══ Data listing

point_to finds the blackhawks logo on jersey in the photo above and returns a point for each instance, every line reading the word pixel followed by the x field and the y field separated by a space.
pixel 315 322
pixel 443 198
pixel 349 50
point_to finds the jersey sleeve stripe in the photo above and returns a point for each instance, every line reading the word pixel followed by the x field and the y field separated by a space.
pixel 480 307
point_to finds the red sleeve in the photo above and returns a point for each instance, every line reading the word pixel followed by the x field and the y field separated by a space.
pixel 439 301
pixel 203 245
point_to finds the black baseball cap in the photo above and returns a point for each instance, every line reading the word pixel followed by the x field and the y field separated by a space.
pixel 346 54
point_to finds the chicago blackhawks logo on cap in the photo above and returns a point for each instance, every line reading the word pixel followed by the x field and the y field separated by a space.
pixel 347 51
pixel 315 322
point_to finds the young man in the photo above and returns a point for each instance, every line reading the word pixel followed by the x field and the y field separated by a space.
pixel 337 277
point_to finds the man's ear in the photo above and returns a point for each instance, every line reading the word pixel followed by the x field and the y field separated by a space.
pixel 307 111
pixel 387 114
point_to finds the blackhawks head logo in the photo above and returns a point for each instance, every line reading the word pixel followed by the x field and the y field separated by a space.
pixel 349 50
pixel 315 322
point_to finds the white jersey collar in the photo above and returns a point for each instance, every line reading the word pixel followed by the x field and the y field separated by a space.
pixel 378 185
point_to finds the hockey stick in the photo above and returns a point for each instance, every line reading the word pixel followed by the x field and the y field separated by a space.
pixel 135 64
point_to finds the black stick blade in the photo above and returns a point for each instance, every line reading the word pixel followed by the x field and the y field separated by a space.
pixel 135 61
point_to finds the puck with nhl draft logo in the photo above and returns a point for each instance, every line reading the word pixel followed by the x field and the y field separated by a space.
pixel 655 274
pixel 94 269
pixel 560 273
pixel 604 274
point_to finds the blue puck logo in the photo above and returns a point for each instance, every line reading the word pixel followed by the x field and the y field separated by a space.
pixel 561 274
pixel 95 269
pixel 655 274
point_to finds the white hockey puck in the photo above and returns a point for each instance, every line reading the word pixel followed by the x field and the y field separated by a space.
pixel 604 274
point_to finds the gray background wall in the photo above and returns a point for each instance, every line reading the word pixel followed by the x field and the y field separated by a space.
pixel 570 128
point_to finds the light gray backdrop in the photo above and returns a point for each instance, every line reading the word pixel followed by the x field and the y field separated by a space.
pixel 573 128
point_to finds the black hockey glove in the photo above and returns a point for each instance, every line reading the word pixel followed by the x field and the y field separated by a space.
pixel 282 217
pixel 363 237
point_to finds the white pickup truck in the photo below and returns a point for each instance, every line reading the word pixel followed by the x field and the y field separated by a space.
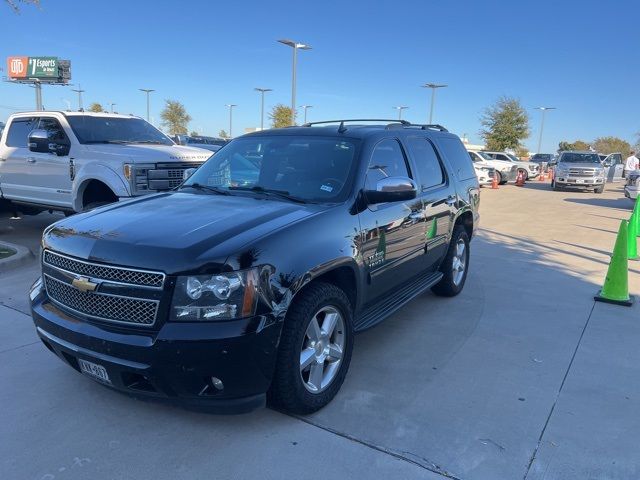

════

Problem description ::
Copy out each line of the material above that contains the word "hockey".

Solution below ::
point_to finds the hockey stick in the photo above and returns a point for each instance, every line reading the word pixel followed by the x field and the y field separated by a space.
point_to finds the white hockey puck in the photo above and returns a point for each instance, every line reading the word pixel followed by the x field and the y field separated by a space.
point_to finds the black hockey glove in the photo above and returns a point for each instance, every line reading the word pixel followed by the x field and the y field separated by a space.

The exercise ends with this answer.